§ Source passage:
⟨

The two studies reviewed below examined separately the effects of different types of test on learning. More specifically, they compared the testing effects produced by short-answer vs. multiple-choice tests. Such comparison can be highly informative since it can yield a clearer notion of which of these tests (if any) is more beneficial to learning in classroom settings.

In the study reported by Ramraje and Sable (2011), medical school students enrolled in Pathology classes were assigned to one of three treatments: (1) multiple-choice tests administered in the end of the class, (2) short-answer tests administered in the end of the class (3), absence of tests in the end of the class. After 3 weeks, all students completed an unexpected test comprising multiple-choice and short-answer questions. As expected, both multiple-choice and short-answer tests resulted in greater performance relative to no test in the later tests. Surprisingly, however, in both final tests participants who performed multiple-choice tests showed greater performance than participants who performed short-answer tests.

The study reported by McDermott et al. (2014) comprised a series of experiments involving 7th-grade science and high school history contents. In all experiments, students took intermittent quizzes (short-answer or multiple-choice, both with corrective feedback), and performance on unit-exams and end-of-semester exams were analyzed. The quizzes were administered immediately before the materials were taught (prelesson quiz), immediately after the materials were taught (postlesson quiz), and 1 day before the unit exam (review quiz), which took place a few days after the postlesson test. Both multiple-choice and short-answer questions were projected on a screen in front of the classroom, and the research assistant read the questions aloud to the students. The students responded within a limited amount of time by using clickers or writing down their responses in a paper sheet. The restudy condition consisted in projecting the question with its most appropriate answer. The results were clearly favorable to practicing retrieval relative to restudying the materials. More importantly, short-answer and multiple-choice questions were equally effective in enhancing the retention of the studied materials.

⟩

§ Record excerpts:
⟨

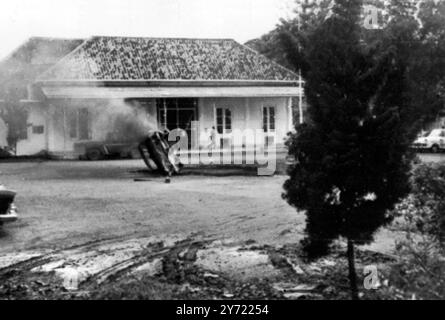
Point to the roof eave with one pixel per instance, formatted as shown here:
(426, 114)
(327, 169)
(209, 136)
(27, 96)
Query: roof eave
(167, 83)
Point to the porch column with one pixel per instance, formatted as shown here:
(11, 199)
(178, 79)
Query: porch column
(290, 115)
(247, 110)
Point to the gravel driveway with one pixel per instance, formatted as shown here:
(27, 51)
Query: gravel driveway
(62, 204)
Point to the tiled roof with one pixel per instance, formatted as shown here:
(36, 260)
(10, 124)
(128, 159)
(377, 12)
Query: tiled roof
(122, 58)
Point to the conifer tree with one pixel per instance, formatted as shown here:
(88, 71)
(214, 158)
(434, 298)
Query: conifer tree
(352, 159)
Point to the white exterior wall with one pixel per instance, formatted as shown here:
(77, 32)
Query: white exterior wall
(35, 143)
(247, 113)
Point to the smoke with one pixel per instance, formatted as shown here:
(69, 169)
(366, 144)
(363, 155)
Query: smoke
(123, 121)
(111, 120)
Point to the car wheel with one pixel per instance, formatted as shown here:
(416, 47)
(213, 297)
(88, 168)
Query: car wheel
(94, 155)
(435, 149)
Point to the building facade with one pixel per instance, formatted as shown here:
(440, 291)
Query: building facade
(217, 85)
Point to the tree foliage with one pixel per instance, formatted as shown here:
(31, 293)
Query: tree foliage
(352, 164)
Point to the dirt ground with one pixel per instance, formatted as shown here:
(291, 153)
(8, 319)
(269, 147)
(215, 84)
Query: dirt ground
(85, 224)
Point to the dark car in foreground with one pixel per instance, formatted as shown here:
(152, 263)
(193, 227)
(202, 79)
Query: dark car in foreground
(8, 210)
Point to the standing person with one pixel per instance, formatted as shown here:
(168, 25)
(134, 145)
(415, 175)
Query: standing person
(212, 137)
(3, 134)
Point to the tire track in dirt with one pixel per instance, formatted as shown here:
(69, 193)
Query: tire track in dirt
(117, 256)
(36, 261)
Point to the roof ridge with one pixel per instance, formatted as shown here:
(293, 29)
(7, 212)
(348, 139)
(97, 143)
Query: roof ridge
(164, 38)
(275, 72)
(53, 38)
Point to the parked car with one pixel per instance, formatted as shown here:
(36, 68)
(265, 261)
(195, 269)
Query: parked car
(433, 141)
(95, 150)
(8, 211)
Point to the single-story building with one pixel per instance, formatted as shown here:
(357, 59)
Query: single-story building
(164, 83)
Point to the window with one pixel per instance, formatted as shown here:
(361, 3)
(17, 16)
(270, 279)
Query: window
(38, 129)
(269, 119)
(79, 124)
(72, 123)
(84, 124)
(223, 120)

⟩

§ Problems to solve:
(a) Repeat everything in the testing-effects passage from "In the study" down to "performed short-answer tests.".
(b) According to the testing-effects passage, what did the restudy condition in the McDermott et al. (2014) experiments consist of?
(c) Write the next part of the testing-effects passage, starting after its final sentence.

§ List of answers:
(a)
In the study reported by Ramraje and Sable (2011), medical school students enrolled in Pathology classes were assigned to one of three treatments: (1) multiple-choice tests administered in the end of the class, (2) short-answer tests administered in the end of the class (3), absence of tests in the end of the class. After 3 weeks, all students completed an unexpected test comprising multiple-choice and short-answer questions. As expected, both multiple-choice and short-answer tests resulted in greater performance relative to no test in the later tests. Surprisingly, however, in both final tests participants who performed multiple-choice tests showed greater performance than participants who performed short-answer tests.

(b) Projecting the question with its most appropriate answer.

(c)
Overall, from the studies examining multiple-choice vs. short-answer tests, one did not include feedback and compared retrieval practice to “no-activity” (Ramraje and Sable, 2011), while the other did included feedback and compared retrieval practice to a reread condition (McDermott et al., 2014). Even though both studies were favorable to the use of multiple-choice and short-answer questions relative to restudy or no-activity, multiple-choice tests showed some advantage over short-answer in one of the studies (Ramraje and Sable) and was equivalent to short-answer in the other (McDermott et al.). Taking into account the positive results encountered in the studies using exclusively multiple-choice questions (see section Do Multiple-Choice Questions Increase Learning in the Classroom?), and the application and grading advantages of this type of test, such strategy arises as a promising approach to be used in classroom settings.

Combining Different Types of Tests

The studies below assessed whether the concomitant use of different types of tests in the retrieval practice condition (e.g., short-answer + short-essay) is beneficial for learning in classroom settings. Even though such combinations may be useful in classroom contexts, they may preclude a clear notion regarding whether a specific type of test is more or less beneficial than other types of test. In spite of this experimental caveat, we discuss below the three studies we found that adopted such approach. Noticeably, all the three studies recruited undergraduate students in psychology and physiology classes.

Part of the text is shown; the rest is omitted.